◆ **Task requirements**
Copy the part of the article on the county's animal clinic contract from "Carrejo said officials" to "expires June 30.".

◆ **Passage to read**
== == ==

By Tony A. Archuleta
Counties and municipalities are required by state law to attend to the seizure and disposition of dogs and cats running at large.
Sierra County, however, is not willing to be overcharged by its longtime contractor, Hot Springs Animal Clinic.
At the recommendation of County Manager Jan Carrejo, the commission on Thursday, April 26, held off on renewing the annual contract with the clinic at 1607 N. Date St. pending further negotiations.
Carrejo said a “stalemate” has developed, as the new owner of the clinic, Danielle Dawkins, DVM, is proposing a “substantial increase” in the monthly fee.
Under the new proposal, the county would pay an additional $427.43 in the base rate plus a new carcass disposal fee of $500 for a total of $3,500 a month (compared to the previous monthly charge of $2,500).
In a Feb. 3 letter to the county, Dr. Dawkins indicated that the new disposal fee stems from the fact that the clinic will have to “find alternate resources to provide for the storage and final disposal of animal carcasses originating from our shelter” now that the county landfill is closed.
Carrejo said the county recognizes its obligation per state law, but she also noted that the county is paying as much as the City of Truth or Consequences for services. At issue: the clinic handled 1,700 animals within the city limits in one year and only 130 on behalf of the county.
It’s incumbent upon the county to seek out a “more equitable” fee structure, Carrejo said.
Carrejo said officials from the cities of Truth or Consequences and Elephant Butte (which contracts with the city of Truth or Consequences, along with the Village of Williamsburg) are sympathetic with the county’s plight, but the county paying less might mean the municipalities pay more.
“These projected fees are dependent on the anticipated full participation of the City of Truth or Consequences for the same fee amounts,” Dawkins noted. “Should the city or county, for whatever reason, choose not to full participate, we will necessarily adjust our fees accordingly.”
The current contract expires June 30.
In previous correspondence dating back to February 2011, office manager John Young explained that when the former owner of Hot Springs Animal Clinic, Bill Cardwell, DVM, constructed the new building on North Date Street, he added an animal shelter “primarily as a community service.”
“We operate the shelter with that ‘community service’ in mind,” Young wrote. “…Our continued operation of this service depends on the support of all entities.”
•Sheriff Joe Baca Jr. reported the April 21 emergency training exercise at Hot Springs High School revealed some radio communications problems.
Baca said the building’s thick concrete walls, metal roof and the school’s topographical location in a natural depression surrounded by hills made it virtually impossible for emergency personnel outside the building to communicate with those inside, and vice versa.
Baca said one possible solution is to place a radio “repeater” antenna on-site, but a better alternative would be to equip law enforcement personnel with “trunked repeaters” like the ones used by New Mexico State Police.
The sheriff also said the landing of the TriState Careflight helicopter on the high school parking lot would have been impossible in a real-world situation, as the lot almost certainly would have been filled with not only regular traffic, but law enforcement, ambulance and fire units as well.

== == ==

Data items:

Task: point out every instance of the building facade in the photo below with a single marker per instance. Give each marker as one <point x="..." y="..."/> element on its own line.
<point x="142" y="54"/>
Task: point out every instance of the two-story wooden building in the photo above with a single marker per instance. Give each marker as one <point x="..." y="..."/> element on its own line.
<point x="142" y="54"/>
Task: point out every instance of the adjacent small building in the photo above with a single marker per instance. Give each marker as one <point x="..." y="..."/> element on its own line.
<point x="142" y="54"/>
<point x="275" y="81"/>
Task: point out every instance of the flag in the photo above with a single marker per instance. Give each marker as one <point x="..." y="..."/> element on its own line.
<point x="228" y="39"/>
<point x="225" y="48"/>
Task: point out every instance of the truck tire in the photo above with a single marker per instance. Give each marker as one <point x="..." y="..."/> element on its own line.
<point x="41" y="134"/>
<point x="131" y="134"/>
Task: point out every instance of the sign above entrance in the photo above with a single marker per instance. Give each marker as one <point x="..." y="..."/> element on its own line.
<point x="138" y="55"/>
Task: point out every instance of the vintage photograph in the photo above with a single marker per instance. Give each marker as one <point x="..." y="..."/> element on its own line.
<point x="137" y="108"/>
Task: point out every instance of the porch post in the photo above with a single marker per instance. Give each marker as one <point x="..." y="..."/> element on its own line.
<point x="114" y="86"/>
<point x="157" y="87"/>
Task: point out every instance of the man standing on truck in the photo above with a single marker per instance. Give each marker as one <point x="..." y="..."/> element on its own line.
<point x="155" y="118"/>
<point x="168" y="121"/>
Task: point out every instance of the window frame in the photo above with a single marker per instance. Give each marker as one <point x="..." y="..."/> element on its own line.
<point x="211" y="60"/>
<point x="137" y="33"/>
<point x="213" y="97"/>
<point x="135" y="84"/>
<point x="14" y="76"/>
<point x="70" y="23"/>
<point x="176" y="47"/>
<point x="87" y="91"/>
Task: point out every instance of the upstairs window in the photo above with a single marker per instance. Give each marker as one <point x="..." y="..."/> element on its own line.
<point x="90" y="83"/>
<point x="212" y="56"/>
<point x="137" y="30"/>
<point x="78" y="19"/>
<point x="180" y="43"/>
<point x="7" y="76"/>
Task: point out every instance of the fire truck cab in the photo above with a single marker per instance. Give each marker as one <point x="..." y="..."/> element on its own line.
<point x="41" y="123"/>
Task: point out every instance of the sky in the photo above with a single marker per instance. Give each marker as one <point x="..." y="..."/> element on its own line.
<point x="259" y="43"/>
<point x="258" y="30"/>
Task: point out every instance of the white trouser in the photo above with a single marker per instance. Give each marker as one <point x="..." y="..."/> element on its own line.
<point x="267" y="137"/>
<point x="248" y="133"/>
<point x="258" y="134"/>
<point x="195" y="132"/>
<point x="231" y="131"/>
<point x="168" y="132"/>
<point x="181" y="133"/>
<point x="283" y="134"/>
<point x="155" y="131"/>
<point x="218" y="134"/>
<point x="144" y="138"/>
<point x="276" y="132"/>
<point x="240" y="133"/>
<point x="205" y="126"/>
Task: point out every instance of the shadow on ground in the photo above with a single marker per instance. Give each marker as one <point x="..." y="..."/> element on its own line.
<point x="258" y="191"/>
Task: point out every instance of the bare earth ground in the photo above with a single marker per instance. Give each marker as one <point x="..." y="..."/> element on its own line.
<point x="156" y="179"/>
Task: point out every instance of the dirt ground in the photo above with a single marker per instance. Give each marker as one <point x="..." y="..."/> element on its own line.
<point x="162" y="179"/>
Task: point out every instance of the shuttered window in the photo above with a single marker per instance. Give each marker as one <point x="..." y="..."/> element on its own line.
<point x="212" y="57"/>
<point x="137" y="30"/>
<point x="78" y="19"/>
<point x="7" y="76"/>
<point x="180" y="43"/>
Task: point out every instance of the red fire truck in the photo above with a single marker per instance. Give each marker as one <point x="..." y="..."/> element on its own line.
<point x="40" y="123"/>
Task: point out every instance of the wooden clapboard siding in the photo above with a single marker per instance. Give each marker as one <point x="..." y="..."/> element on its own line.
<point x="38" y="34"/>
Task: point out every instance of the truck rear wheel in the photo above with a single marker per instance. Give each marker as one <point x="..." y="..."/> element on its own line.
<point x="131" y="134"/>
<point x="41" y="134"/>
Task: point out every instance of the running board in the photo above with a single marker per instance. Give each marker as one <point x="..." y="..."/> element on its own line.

== == ==

◆ **Answer section**
Carrejo said officials from the cities of Truth or Consequences and Elephant Butte (which contracts with the city of Truth or Consequences, along with the Village of Williamsburg) are sympathetic with the county’s plight, but the county paying less might mean the municipalities pay more.
“These projected fees are dependent on the anticipated full participation of the City of Truth or Consequences for the same fee amounts,” Dawkins noted. “Should the city or county, for whatever reason, choose not to full participate, we will necessarily adjust our fees accordingly.”
The current contract expires June 30.